__Directions__:
Render the records as a JSON list of strings, one string per line, starting with the line containing "Screenshot question: where is the road" and continuing through the line containing "[129,74,201,103]". Include both of these lines, omit blank lines, and include no other lines.

__Provided data__:
----

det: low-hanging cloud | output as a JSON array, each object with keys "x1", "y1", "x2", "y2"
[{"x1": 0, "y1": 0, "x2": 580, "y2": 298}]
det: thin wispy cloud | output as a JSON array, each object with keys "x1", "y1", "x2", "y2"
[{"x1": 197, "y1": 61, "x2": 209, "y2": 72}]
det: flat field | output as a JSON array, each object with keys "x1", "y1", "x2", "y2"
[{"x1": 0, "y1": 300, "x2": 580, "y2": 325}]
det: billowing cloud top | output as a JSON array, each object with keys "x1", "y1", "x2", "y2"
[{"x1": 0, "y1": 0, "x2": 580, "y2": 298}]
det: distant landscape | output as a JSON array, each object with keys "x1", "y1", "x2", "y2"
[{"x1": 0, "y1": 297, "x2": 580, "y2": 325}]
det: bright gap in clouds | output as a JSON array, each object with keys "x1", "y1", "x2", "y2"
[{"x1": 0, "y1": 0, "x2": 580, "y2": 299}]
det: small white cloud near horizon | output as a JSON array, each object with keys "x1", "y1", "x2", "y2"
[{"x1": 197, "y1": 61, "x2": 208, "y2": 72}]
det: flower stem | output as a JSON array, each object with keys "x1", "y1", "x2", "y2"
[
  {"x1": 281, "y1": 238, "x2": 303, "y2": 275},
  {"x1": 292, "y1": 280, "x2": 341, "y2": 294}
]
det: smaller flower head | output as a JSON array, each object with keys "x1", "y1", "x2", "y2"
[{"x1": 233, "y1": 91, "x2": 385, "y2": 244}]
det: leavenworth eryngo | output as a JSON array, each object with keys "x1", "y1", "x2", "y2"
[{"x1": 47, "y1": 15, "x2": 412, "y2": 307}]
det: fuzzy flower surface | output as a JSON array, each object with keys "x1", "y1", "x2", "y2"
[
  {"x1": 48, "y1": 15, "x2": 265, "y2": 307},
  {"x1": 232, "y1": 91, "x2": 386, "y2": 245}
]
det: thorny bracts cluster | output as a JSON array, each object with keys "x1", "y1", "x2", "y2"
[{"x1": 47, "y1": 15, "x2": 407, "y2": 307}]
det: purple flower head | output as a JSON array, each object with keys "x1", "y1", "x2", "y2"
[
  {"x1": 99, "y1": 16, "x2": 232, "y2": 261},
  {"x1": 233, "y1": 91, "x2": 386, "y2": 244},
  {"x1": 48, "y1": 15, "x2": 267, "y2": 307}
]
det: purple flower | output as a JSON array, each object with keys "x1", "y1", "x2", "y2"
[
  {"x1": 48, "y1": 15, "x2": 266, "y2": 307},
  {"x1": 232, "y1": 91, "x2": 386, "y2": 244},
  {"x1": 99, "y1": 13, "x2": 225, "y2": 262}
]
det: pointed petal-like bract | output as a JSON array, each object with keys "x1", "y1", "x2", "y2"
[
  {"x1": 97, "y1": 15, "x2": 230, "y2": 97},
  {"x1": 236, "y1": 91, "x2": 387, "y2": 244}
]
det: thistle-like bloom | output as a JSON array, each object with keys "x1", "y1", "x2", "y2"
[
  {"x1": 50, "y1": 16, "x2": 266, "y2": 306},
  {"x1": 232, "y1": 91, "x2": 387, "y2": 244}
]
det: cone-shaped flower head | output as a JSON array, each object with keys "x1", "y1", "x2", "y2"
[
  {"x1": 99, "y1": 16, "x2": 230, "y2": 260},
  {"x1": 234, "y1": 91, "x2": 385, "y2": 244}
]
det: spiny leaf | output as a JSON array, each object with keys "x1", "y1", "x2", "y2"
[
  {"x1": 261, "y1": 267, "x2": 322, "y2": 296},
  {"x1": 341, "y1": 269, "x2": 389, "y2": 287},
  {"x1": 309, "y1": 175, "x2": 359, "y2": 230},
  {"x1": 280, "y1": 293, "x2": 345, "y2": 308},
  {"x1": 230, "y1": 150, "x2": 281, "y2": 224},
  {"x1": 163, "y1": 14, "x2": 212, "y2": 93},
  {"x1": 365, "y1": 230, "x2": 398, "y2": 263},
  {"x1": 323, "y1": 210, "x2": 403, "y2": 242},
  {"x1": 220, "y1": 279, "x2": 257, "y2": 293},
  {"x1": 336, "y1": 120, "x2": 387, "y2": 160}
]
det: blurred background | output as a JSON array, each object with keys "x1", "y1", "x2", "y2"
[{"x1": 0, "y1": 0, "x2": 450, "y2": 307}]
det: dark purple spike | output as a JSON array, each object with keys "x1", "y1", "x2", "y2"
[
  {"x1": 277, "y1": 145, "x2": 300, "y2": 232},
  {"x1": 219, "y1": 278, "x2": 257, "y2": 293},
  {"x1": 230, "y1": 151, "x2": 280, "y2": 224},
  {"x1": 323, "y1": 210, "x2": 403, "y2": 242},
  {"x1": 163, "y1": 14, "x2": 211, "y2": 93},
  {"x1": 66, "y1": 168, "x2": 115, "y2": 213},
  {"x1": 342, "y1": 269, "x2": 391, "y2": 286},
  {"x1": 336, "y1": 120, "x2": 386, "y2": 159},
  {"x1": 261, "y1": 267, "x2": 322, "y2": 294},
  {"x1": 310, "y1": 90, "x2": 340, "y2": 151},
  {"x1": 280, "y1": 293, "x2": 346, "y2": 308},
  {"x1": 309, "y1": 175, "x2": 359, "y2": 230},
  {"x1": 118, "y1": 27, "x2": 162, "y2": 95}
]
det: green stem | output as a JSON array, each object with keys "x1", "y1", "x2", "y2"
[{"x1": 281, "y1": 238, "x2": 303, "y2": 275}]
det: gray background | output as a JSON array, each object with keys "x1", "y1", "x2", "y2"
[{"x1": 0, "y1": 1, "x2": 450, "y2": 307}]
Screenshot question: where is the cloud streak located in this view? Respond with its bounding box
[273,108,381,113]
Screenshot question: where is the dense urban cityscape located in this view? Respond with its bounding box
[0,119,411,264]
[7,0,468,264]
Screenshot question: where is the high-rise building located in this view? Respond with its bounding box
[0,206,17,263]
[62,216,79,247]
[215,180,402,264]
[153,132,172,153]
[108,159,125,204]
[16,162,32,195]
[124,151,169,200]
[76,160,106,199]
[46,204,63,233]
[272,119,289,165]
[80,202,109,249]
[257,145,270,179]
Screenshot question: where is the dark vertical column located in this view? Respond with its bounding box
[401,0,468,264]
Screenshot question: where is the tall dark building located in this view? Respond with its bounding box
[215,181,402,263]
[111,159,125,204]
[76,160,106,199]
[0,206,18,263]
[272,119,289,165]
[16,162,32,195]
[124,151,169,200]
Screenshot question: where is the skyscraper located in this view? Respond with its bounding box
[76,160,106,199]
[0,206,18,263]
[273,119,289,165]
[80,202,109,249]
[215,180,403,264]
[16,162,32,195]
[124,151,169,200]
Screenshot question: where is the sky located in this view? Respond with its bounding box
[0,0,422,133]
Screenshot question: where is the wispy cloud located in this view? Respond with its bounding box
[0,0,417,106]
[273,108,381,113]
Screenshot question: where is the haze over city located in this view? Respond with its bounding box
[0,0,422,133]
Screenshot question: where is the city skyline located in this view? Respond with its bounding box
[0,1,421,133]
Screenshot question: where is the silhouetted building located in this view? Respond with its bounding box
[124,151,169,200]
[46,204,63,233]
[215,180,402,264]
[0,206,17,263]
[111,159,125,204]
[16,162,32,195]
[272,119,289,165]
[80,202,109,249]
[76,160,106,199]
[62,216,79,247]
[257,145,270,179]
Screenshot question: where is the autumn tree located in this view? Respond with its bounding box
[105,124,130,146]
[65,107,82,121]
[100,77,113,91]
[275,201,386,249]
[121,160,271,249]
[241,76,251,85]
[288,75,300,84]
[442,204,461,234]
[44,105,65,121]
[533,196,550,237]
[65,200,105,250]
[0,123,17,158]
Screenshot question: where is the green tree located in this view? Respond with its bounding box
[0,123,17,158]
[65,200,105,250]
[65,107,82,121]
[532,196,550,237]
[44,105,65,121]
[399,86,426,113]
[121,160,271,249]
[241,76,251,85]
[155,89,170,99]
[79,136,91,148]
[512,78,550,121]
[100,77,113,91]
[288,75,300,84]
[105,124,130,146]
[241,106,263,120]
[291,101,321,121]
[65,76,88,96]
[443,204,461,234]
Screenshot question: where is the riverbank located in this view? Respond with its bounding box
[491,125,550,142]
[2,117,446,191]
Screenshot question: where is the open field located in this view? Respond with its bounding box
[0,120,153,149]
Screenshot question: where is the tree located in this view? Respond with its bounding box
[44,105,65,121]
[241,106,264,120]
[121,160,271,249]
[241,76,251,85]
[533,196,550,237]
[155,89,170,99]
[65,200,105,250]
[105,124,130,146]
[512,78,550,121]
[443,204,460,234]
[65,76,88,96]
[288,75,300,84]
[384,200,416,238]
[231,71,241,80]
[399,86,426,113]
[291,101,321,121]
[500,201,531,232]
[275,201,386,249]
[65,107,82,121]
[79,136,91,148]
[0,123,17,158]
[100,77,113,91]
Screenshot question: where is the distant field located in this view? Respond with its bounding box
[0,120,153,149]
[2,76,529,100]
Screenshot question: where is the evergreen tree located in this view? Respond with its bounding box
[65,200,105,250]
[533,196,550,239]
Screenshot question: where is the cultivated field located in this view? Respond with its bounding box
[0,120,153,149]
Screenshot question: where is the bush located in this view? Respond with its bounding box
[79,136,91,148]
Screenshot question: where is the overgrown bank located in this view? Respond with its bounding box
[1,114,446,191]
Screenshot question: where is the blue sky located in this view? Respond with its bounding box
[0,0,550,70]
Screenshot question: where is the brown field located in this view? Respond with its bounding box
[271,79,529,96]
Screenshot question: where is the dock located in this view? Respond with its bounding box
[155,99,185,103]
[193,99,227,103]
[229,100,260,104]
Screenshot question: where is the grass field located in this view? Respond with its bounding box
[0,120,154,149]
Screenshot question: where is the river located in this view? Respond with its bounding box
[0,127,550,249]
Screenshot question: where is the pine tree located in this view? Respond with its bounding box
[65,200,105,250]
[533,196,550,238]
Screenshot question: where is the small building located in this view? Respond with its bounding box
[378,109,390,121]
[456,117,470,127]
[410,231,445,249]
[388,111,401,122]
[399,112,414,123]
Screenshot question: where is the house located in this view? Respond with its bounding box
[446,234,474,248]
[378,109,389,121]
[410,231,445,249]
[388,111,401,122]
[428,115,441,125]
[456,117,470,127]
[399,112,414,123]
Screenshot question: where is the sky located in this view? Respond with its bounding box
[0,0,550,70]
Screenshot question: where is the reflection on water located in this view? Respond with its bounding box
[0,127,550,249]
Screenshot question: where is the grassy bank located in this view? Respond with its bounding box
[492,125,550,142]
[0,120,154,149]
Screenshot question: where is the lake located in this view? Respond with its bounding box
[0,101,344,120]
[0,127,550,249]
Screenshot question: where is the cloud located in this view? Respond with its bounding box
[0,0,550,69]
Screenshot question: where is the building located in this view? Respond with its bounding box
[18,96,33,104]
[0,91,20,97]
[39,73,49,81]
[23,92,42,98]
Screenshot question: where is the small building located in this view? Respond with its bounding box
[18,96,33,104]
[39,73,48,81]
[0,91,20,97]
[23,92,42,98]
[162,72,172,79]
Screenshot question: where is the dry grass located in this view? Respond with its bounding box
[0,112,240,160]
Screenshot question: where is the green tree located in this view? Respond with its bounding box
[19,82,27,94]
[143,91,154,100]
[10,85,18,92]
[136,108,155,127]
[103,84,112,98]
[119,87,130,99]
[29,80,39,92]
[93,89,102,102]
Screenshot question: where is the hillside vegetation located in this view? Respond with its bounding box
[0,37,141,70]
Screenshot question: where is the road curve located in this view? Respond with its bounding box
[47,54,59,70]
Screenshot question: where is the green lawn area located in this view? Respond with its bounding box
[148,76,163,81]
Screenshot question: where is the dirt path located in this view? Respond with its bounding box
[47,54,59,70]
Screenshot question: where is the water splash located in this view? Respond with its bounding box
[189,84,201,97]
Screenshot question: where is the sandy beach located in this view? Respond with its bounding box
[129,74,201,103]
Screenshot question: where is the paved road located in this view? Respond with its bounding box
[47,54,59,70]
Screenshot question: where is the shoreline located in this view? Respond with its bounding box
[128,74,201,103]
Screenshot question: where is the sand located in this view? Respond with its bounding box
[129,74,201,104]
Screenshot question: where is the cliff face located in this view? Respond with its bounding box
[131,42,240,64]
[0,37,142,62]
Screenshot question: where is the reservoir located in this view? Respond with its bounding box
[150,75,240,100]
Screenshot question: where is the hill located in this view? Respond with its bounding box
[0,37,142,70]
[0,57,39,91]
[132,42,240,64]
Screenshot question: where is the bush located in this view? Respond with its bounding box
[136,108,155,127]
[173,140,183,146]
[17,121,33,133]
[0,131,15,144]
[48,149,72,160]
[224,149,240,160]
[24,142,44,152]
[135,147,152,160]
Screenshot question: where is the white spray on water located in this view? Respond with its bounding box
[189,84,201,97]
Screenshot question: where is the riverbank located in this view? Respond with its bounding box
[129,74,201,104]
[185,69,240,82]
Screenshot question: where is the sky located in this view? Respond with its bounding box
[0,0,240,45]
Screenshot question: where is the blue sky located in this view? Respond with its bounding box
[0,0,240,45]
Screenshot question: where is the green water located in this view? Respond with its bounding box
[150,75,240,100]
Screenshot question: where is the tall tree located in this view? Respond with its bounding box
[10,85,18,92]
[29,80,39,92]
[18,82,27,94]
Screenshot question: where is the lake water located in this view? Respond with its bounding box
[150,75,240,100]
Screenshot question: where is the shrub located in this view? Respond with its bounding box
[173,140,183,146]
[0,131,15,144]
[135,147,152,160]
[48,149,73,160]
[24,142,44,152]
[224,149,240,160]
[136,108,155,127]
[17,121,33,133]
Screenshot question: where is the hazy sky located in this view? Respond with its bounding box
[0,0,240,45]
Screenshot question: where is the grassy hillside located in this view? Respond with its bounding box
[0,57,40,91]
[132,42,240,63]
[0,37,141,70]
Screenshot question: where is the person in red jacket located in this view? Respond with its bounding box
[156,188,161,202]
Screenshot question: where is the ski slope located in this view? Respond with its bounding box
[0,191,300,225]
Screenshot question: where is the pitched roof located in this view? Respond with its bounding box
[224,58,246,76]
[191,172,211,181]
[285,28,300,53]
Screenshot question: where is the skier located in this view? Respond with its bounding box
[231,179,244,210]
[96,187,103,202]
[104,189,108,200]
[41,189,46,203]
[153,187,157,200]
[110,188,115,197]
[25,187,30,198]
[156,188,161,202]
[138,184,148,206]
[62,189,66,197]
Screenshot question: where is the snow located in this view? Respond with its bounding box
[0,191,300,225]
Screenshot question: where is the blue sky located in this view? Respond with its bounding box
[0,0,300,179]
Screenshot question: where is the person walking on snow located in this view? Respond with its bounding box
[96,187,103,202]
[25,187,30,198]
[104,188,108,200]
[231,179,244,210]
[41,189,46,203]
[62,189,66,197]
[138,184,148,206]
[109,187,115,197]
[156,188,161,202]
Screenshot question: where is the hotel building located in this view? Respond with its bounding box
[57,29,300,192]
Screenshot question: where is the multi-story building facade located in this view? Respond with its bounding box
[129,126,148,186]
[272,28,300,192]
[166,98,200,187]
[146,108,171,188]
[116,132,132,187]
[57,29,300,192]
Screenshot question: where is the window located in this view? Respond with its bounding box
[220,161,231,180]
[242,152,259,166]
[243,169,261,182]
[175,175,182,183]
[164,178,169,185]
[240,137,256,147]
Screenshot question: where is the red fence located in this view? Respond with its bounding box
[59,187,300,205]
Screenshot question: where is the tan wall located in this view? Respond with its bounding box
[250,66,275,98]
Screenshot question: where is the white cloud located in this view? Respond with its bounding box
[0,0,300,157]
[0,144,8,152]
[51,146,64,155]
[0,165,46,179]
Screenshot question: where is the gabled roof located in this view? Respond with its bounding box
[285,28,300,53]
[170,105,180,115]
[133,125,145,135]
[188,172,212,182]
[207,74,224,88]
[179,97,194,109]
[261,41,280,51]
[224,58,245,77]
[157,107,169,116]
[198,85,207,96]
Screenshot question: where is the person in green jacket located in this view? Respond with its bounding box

----

__Exercise response__:
[
  "Screenshot question: where is the road curve located in this view? Respond with its bounding box",
  "[47,54,59,70]",
  "Screenshot question: where is the green lawn area located in this view? Respond with its bounding box",
  "[148,76,163,81]",
  "Screenshot question: where is the dirt path located in this view? Respond with its bounding box",
  "[47,54,59,70]",
  "Screenshot question: where is the water splash located in this view? Respond with its bounding box",
  "[189,84,201,97]",
  "Screenshot question: where is the sandy beach located in this view? Respond with its bounding box",
  "[129,74,201,103]"
]